→ DATA SHOWN
----------

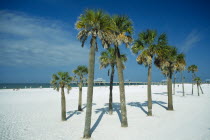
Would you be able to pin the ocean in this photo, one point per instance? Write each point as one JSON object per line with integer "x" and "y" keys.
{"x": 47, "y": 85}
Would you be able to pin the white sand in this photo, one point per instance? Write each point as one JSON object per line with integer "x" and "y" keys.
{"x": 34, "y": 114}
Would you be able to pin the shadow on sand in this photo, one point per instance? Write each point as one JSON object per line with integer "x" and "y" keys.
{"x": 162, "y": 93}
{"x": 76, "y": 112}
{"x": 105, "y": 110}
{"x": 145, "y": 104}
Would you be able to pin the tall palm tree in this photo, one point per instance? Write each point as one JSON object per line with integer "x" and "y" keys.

----------

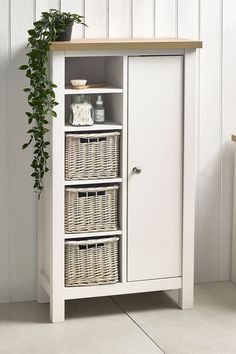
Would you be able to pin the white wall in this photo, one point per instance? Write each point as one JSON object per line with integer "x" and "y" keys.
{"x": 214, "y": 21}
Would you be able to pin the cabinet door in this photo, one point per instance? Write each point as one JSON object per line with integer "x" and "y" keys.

----------

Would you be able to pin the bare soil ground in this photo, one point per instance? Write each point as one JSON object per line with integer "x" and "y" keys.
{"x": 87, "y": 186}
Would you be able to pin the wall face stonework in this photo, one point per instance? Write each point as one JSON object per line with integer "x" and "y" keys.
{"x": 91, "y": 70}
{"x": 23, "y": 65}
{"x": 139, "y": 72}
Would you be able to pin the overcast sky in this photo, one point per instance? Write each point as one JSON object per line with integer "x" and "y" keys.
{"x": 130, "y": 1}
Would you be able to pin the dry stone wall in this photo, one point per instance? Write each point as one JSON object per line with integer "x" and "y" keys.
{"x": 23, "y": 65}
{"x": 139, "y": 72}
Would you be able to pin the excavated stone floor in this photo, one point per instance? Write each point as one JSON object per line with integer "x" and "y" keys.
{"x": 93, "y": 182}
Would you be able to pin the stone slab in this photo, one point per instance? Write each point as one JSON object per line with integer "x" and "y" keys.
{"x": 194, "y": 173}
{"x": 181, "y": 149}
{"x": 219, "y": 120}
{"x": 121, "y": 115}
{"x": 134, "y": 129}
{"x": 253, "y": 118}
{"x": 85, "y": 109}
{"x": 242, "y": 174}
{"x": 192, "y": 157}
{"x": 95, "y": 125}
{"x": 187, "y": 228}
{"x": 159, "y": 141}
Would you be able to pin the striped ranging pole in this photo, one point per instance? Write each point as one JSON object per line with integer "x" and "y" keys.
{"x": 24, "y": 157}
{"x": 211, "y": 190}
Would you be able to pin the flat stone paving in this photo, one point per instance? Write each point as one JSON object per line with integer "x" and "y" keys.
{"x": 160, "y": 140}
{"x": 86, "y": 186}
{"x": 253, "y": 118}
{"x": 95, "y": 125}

----------

→ TASK OBJECTIVE
Using the records above, write out exactly the lines between the one holding "Would you be able to pin the white wall" and the one holding "Would you be able to pin the cabinet", inclusive; leave everything else out.

→ ANSWER SPACE
Would you be able to pin the white wall in this photo, one point per instance? Write each point as one JSON object per line with integer "x" and "y" keys.
{"x": 214, "y": 21}
Would you be able to pin the cabinet door in this photo, one point per instance? Write each point as one JSON object per line with integer "x" and "y" keys.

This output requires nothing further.